## THE TASK
The reply should hold every line of the data, unchanged and complete.

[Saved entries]
+-------+
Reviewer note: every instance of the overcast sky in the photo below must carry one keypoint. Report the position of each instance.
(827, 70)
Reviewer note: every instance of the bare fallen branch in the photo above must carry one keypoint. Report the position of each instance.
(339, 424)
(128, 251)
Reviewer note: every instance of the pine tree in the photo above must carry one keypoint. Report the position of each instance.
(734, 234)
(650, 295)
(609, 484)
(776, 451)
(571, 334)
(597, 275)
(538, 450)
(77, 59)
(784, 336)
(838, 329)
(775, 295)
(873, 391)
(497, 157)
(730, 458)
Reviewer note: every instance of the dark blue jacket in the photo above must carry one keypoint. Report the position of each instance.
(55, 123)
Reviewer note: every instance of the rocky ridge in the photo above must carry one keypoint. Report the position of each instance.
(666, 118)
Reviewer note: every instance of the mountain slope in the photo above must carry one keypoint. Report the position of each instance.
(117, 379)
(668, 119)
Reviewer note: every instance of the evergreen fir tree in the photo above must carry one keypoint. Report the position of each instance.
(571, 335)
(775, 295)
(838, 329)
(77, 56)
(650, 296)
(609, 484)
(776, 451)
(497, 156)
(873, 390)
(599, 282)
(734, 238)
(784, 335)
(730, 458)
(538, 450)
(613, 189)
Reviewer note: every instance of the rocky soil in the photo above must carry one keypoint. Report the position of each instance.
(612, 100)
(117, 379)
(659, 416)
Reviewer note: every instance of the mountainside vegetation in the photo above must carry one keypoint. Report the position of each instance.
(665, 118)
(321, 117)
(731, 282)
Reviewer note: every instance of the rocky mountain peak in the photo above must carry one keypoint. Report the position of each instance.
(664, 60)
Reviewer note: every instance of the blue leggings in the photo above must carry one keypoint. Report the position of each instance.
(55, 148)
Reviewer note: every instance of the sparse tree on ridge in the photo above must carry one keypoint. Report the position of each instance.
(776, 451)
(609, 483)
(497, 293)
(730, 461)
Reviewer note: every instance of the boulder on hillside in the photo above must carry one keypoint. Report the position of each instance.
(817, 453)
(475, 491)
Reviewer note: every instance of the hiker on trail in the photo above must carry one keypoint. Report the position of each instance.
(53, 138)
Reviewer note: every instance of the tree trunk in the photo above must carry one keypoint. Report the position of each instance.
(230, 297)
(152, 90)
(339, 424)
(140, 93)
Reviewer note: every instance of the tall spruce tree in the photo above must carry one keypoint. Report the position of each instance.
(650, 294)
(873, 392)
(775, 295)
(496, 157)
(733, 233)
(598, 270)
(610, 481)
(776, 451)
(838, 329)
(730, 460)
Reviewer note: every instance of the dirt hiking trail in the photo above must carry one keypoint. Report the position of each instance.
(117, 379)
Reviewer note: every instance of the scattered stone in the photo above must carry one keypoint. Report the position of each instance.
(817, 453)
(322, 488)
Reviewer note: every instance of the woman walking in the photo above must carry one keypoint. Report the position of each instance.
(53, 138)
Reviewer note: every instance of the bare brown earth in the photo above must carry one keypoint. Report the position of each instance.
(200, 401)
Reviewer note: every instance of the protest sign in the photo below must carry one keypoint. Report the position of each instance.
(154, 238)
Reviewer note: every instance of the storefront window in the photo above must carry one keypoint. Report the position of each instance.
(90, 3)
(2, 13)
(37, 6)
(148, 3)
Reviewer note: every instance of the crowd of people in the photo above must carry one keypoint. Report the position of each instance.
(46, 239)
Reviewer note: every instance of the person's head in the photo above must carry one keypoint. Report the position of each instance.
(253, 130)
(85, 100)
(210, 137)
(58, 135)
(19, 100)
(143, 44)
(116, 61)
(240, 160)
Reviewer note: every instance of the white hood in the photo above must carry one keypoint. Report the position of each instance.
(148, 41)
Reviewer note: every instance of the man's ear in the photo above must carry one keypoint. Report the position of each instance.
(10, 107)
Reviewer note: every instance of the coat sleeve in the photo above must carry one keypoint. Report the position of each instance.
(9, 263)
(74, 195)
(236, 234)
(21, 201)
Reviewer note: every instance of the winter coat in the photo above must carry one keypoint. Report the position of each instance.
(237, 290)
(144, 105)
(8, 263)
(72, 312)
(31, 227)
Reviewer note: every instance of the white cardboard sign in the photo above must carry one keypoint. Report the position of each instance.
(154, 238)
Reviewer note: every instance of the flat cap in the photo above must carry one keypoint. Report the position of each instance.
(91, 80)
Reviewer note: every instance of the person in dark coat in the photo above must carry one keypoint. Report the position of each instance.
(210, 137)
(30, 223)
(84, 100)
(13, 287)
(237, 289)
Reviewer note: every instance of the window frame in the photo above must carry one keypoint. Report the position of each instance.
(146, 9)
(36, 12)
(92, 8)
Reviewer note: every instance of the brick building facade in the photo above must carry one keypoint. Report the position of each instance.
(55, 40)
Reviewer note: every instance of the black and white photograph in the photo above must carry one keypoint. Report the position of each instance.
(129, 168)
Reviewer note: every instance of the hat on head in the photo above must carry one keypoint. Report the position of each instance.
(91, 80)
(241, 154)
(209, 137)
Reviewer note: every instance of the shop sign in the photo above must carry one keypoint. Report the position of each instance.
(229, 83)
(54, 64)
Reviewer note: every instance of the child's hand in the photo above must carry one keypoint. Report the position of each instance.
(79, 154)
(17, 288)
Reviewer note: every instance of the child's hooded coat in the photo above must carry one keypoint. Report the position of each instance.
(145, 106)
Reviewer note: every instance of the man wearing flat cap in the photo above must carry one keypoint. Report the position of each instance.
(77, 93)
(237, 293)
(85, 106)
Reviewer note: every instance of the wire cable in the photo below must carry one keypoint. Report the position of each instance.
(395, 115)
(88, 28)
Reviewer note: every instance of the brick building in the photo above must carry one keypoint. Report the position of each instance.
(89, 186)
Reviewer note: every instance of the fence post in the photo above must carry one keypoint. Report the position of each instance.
+-------+
## OUTPUT
Reviewer note: every instance of the overcast sky in the photo below must carry one keypoint. Report the position of each instance.
(827, 70)
Reviewer note: every instance of the bare fallen branch in the photo above must carry one keypoint. Report the position of each instance.
(339, 424)
(128, 251)
Reviewer note: every instance of the pine tree in the photo above must carry one keypoint. Report the position of each instance.
(734, 234)
(650, 295)
(609, 484)
(776, 451)
(571, 334)
(597, 275)
(538, 450)
(77, 59)
(784, 336)
(838, 329)
(775, 295)
(873, 391)
(497, 157)
(730, 458)
Reviewer note: every instance of the dark blue jacket in the photo above must carry one keypoint. Report the position of each instance.
(55, 123)
Reviewer note: every instance of the rocky ridge in the photo above must carry one keypoint. Report the position of each instance.
(666, 118)
Reviewer note: every instance of the mountain slope in the photo above must carry one keypoint. Report the position of each instance.
(117, 379)
(668, 119)
Reviewer note: every instance of the evergreen fir tree in the photo above must carry one keypoint. Report the position of each instance.
(571, 335)
(775, 295)
(838, 329)
(77, 56)
(650, 296)
(609, 484)
(776, 451)
(497, 156)
(873, 390)
(599, 282)
(734, 238)
(784, 335)
(730, 458)
(538, 450)
(613, 189)
Reviewer note: every instance of the rocky soil in the photo above must carry one keypoint. Report the position of each instance.
(612, 100)
(117, 379)
(659, 416)
Reviewer note: every instance of the mountainside vegetation in the photo above must carry one keypoint. Report the position of each instance.
(665, 118)
(321, 117)
(731, 282)
Reviewer note: every instance of the rocky mountain peak in the photo above must carry one keypoint. Report the position of each instance.
(664, 60)
Reviewer note: every instance of the blue leggings in the photo above must carry one keypoint. Report the position of each instance.
(55, 148)
Reviewer note: every instance of the sparse tree on ridge in the photo above must carry one keypoint. Report the position of each instance.
(776, 451)
(609, 483)
(497, 293)
(730, 461)
Reviewer note: every instance of the boulder on hillside in the photo above must carry one keypoint. Report the position of each instance.
(817, 453)
(475, 491)
Reviewer note: every instance of the hiker on trail in the photo above must carry one keypoint. Report the position of each instance.
(53, 138)
Reviewer note: every instance of the tree trunk in the photo above must carry one keypoint. Report the position of each instance.
(230, 297)
(152, 90)
(339, 424)
(140, 93)
Reviewer note: every instance of the tall spruce tree in the photo above must carry one keypoint. Report the position of each instance.
(650, 294)
(873, 392)
(775, 295)
(496, 157)
(733, 233)
(598, 270)
(610, 481)
(776, 451)
(838, 329)
(730, 460)
Reviewer note: every instance of the dirt hiking trail in the photo above must carry one keypoint. Report the position of each instance.
(117, 379)
Reviewer note: every instance of the scattered stone in the photo above must carry one keypoint. Report the position of each instance.
(817, 453)
(322, 488)
Reviewer note: every instance of the woman walking in the photo above must carry one keypoint. Report the position of each instance.
(53, 138)
Reviewer note: every instance of the bare brown earth in the photo above must carry one keypoint. Report the position of each instance.
(200, 401)
Reviewer note: every instance of the protest sign in the photo below must carry one keypoint. Report the position of each instance.
(154, 238)
Reviewer note: every instance of the storefront window in the photo above must carry one keypoint. Report the position of each instance.
(90, 3)
(2, 13)
(37, 6)
(148, 3)
Reviewer note: every instance of the crowd of people in the photo above must carry one keypoint. Report the position of each instance.
(46, 239)
Reviewer note: every instance of the person's head in the photo above must carry one keypoint. Report the position of each instance.
(253, 130)
(85, 100)
(210, 137)
(58, 135)
(19, 100)
(143, 44)
(116, 61)
(240, 160)
Reviewer note: every instance of the white hood in the photo above must carry one keypoint. Report the position of each instance.
(148, 41)
Reviewer note: every instance of the man's ear in the photo above must carry one keypoint. Report the position of each instance.
(10, 107)
Reviewer note: every instance of the coat sleeve in the photo above must carry one keypoint. Report the position of each instance.
(9, 263)
(74, 195)
(236, 234)
(21, 201)
Reviewer note: every instance of the winter coat in the photo above must carry one keypoint. Report the position of each instance.
(237, 290)
(144, 105)
(8, 263)
(72, 312)
(31, 227)
Reviewer note: every instance of the white cardboard sign in the photo above must carry one keypoint. Report the position of each instance.
(154, 238)
Reviewer note: every instance of the flat cap in the photo above must carry one keypoint. Report the position of each instance.
(91, 80)
Reviewer note: every instance of the person in dark coat in the photo above must carry one keypoint. Report the position of each instance.
(210, 137)
(30, 223)
(84, 100)
(13, 287)
(237, 289)
Reviewer note: every instance of the window frame in the photo above must carry one keypoint. Report the position of each instance.
(146, 9)
(36, 12)
(92, 8)
Reviewer note: every instance of the brick building facade in the photo above must carry one keypoint. Report the position of each instance.
(55, 40)
Reviewer note: every instance of the black and white photograph in the photo above must carry one keypoint. Report the position of each instance.
(129, 168)
Reviewer note: every instance of the hat on head in the photo above must carry one keypoint. Report the position of each instance.
(91, 80)
(241, 154)
(209, 137)
Reviewer note: every instance of the shop sign in the photo above must carry one keypoint. Report the position of each instance.
(229, 83)
(54, 64)
Reviewer note: every instance of the child's hand in the photo above must carry one keypoint. Report the position of each instance.
(79, 154)
(17, 288)
Reviewer note: every instance of the child's hooded coat in the photo above must carry one keypoint. Report the position of each instance.
(145, 106)
Reviewer note: every instance of the man wearing flat cap in the photo above must carry one keypoint. Report the position of each instance.
(77, 93)
(237, 293)
(85, 106)
Reviewer note: every instance of the wire cable in the photo below must carry one keypoint. Report the position of each instance.
(395, 115)
(88, 28)
Reviewer note: every instance of the brick building in the photo above must carry one keypoint. Report the position of each instance.
(89, 186)
Reviewer note: every instance of the fence post in the photo above must carry one keypoint. Report the position of each instance.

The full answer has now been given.